Data listing
_____

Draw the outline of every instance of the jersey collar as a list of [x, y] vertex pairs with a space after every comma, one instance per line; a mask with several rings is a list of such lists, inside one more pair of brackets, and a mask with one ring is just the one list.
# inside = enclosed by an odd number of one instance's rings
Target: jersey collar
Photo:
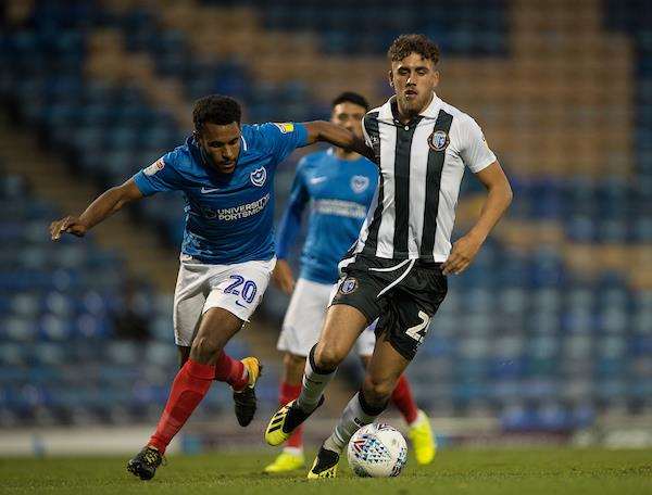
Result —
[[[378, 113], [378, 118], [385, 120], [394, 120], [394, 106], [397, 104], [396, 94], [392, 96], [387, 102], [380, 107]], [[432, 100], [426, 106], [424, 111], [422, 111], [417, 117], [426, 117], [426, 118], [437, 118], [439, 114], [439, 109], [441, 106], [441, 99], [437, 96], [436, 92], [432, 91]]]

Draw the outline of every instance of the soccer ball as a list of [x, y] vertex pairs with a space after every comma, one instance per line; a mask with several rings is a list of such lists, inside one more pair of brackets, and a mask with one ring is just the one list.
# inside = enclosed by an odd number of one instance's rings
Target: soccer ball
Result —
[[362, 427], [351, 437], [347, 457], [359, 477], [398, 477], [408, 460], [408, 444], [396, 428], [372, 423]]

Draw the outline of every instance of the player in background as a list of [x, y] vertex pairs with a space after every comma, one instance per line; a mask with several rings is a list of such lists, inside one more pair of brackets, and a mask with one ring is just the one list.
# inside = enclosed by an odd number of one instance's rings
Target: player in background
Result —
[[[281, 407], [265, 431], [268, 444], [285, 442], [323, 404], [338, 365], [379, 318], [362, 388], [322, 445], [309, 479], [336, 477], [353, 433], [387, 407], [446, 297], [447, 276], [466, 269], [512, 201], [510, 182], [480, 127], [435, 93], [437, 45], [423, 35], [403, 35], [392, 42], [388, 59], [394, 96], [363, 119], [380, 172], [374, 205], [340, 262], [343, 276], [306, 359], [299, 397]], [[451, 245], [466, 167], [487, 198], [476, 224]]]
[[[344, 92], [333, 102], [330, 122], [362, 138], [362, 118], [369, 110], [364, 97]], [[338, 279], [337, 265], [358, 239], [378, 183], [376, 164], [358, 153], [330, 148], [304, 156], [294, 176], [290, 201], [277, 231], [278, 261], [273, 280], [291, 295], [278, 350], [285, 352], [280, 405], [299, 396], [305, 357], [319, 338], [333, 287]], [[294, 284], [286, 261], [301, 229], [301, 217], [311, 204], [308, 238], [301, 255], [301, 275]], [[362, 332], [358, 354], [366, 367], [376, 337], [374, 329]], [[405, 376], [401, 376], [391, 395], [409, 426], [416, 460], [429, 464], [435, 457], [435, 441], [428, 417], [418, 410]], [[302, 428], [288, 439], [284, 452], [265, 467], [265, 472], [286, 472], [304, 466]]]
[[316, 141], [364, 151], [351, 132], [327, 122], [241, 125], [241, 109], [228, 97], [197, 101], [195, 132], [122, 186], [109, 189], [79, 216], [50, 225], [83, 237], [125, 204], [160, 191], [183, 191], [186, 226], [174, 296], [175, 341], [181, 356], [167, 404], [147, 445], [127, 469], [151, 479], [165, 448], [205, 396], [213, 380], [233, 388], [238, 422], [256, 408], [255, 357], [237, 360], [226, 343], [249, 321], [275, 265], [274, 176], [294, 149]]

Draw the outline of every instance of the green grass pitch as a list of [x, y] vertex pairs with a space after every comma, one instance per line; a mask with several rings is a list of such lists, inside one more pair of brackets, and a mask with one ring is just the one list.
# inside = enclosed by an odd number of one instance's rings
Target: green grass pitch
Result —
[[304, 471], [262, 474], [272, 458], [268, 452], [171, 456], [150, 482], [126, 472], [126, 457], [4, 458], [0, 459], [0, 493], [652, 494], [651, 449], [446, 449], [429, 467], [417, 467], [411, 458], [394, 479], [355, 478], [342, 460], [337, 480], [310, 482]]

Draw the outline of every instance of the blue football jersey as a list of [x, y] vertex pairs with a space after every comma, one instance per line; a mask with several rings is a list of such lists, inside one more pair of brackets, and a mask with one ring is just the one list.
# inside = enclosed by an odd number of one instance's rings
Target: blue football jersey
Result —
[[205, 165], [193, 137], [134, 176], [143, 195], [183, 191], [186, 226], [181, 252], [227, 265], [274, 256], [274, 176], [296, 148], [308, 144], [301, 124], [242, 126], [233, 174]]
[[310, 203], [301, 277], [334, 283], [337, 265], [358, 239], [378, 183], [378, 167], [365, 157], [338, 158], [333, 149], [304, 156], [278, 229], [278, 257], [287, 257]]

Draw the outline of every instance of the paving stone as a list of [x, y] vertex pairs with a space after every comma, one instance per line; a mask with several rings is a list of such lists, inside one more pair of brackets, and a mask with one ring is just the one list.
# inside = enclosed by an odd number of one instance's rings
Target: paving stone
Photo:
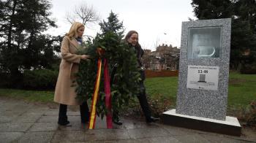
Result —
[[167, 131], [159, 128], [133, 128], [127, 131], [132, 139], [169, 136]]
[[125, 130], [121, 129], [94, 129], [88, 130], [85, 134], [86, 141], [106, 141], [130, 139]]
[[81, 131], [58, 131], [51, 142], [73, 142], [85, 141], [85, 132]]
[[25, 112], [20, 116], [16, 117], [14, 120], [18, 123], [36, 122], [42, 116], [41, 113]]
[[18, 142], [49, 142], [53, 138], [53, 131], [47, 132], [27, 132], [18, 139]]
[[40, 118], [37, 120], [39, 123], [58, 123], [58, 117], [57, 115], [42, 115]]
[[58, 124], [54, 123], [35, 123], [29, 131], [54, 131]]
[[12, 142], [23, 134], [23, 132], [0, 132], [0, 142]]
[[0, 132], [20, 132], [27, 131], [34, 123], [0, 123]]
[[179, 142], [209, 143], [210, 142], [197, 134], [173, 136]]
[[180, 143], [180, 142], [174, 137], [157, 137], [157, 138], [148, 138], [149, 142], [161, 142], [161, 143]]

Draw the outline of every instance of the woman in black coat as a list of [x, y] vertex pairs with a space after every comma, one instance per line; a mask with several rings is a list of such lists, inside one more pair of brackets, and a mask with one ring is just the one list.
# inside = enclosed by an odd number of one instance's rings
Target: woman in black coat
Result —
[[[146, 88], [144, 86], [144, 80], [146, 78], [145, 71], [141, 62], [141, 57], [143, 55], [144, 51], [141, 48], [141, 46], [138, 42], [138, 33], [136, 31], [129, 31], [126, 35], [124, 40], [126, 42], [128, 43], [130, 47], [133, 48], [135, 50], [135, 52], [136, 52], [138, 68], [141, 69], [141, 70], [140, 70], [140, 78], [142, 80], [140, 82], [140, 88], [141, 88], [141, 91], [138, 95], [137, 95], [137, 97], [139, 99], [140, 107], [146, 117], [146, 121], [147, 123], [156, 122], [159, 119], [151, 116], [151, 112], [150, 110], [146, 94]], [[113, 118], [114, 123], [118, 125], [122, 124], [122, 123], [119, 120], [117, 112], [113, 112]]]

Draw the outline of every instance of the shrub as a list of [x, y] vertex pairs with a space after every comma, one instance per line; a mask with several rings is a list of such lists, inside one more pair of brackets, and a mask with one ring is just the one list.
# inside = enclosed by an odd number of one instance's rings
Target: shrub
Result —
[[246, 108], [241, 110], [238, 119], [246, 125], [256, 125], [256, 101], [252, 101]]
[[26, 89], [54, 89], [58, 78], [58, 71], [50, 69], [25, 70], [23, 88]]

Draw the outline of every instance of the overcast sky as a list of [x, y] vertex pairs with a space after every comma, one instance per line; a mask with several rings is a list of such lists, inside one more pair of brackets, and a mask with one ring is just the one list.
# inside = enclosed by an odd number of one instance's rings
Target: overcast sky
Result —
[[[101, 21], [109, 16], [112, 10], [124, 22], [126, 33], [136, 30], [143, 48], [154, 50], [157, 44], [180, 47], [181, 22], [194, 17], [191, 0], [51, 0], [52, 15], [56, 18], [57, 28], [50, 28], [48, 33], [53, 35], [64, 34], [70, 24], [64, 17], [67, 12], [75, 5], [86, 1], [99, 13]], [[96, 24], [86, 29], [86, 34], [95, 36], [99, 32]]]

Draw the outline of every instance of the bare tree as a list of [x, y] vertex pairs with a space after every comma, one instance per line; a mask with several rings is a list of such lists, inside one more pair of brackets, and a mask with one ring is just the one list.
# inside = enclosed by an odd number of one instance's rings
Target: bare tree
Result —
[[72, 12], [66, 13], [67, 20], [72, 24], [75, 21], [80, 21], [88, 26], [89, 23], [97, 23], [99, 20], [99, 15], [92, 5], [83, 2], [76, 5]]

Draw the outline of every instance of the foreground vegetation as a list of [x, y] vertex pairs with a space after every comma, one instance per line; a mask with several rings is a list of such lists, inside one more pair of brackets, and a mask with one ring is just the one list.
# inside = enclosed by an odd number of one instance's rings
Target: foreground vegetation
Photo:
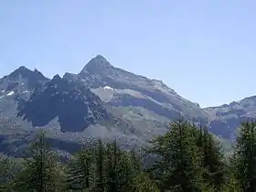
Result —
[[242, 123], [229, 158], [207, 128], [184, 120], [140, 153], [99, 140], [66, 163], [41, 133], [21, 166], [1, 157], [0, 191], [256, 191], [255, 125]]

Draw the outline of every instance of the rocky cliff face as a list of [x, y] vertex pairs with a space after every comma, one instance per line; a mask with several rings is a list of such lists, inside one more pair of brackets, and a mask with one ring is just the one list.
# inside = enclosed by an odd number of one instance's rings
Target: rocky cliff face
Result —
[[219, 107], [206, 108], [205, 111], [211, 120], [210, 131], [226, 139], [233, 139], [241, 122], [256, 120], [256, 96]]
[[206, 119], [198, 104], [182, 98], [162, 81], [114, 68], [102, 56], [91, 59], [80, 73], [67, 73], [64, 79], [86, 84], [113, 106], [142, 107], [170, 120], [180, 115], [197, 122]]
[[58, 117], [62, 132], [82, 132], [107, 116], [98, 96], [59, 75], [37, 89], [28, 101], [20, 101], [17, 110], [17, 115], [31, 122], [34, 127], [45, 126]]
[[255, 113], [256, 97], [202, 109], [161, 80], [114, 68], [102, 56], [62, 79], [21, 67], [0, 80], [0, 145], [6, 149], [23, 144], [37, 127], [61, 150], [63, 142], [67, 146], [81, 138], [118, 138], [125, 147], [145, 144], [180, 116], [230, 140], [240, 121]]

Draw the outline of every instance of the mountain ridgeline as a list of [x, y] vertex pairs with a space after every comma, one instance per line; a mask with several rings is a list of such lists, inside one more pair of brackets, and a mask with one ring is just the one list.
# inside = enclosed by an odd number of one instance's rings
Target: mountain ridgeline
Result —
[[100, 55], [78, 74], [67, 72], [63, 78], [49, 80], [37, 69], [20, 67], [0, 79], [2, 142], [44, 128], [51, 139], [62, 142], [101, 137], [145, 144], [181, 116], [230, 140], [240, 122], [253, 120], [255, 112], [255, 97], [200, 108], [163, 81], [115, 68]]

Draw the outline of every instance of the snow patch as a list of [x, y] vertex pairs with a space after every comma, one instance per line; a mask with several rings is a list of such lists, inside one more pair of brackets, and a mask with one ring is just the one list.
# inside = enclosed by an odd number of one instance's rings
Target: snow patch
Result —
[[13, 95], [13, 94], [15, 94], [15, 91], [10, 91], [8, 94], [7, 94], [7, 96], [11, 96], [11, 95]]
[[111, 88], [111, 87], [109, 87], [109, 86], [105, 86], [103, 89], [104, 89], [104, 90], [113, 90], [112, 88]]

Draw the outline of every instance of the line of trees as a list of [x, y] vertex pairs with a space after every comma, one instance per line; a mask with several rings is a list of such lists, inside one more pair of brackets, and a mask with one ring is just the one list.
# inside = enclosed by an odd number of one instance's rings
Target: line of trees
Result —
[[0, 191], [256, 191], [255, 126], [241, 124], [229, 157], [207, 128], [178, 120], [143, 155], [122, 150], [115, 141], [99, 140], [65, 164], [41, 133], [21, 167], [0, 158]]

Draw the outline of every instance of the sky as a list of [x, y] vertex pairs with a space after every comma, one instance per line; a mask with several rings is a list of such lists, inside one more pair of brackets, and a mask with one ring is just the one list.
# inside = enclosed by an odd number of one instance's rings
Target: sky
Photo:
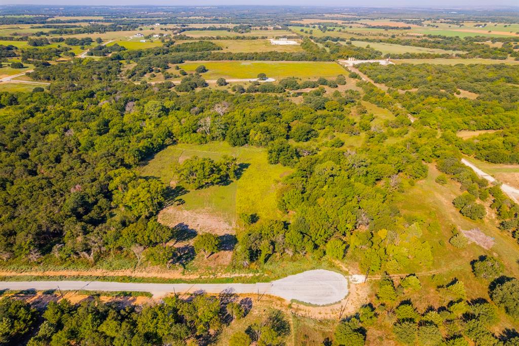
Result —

_____

Give the lines between the one holding "Draw the outline of every instance of the player" and the one holding "176], [294, 149]]", inclusive, as a JSON list of strings with one string per line and blank lines left out.

[
  "Draw the outline of every instance of the player in background as a list of [x, y] vertex pairs with a space after every comma, one instance per line; a mask with several rings is a list of such lists, inside one more pair of brackets, and a mask with one ring is just the one list.",
  "# inside = enclosed by an odd number of one instance's rings",
  "Target: player in background",
  "Result —",
  "[[[281, 407], [265, 431], [268, 444], [285, 442], [323, 404], [338, 365], [379, 318], [362, 388], [322, 445], [309, 479], [336, 477], [353, 433], [387, 407], [446, 297], [447, 276], [466, 269], [512, 201], [510, 182], [480, 127], [435, 93], [437, 45], [423, 35], [403, 35], [392, 42], [388, 59], [394, 96], [363, 119], [380, 172], [374, 205], [340, 262], [343, 276], [306, 359], [299, 397]], [[451, 245], [466, 167], [487, 198], [476, 224]]]",
  "[[[344, 92], [333, 102], [330, 122], [362, 138], [362, 118], [369, 110], [364, 97]], [[338, 279], [337, 265], [358, 239], [378, 183], [376, 164], [358, 153], [330, 148], [304, 156], [294, 176], [290, 201], [277, 231], [278, 261], [273, 280], [291, 295], [278, 350], [285, 352], [280, 405], [299, 396], [305, 357], [319, 338], [333, 287]], [[294, 284], [286, 261], [301, 229], [301, 217], [311, 204], [308, 238], [301, 255], [301, 275]], [[362, 332], [358, 354], [366, 367], [376, 337], [374, 329]], [[405, 376], [401, 376], [391, 395], [409, 426], [416, 460], [429, 464], [435, 457], [435, 441], [428, 417], [418, 410]], [[302, 428], [288, 439], [284, 452], [265, 467], [265, 472], [286, 472], [304, 466]]]",
  "[[316, 141], [364, 151], [351, 132], [327, 122], [241, 125], [241, 109], [228, 97], [197, 101], [195, 132], [122, 186], [109, 189], [79, 216], [50, 225], [83, 237], [125, 204], [160, 191], [183, 191], [186, 226], [174, 296], [175, 341], [181, 356], [167, 404], [147, 445], [127, 469], [151, 479], [165, 448], [205, 396], [213, 380], [233, 388], [238, 422], [256, 408], [255, 357], [237, 360], [226, 343], [249, 321], [275, 265], [274, 176], [294, 149]]"
]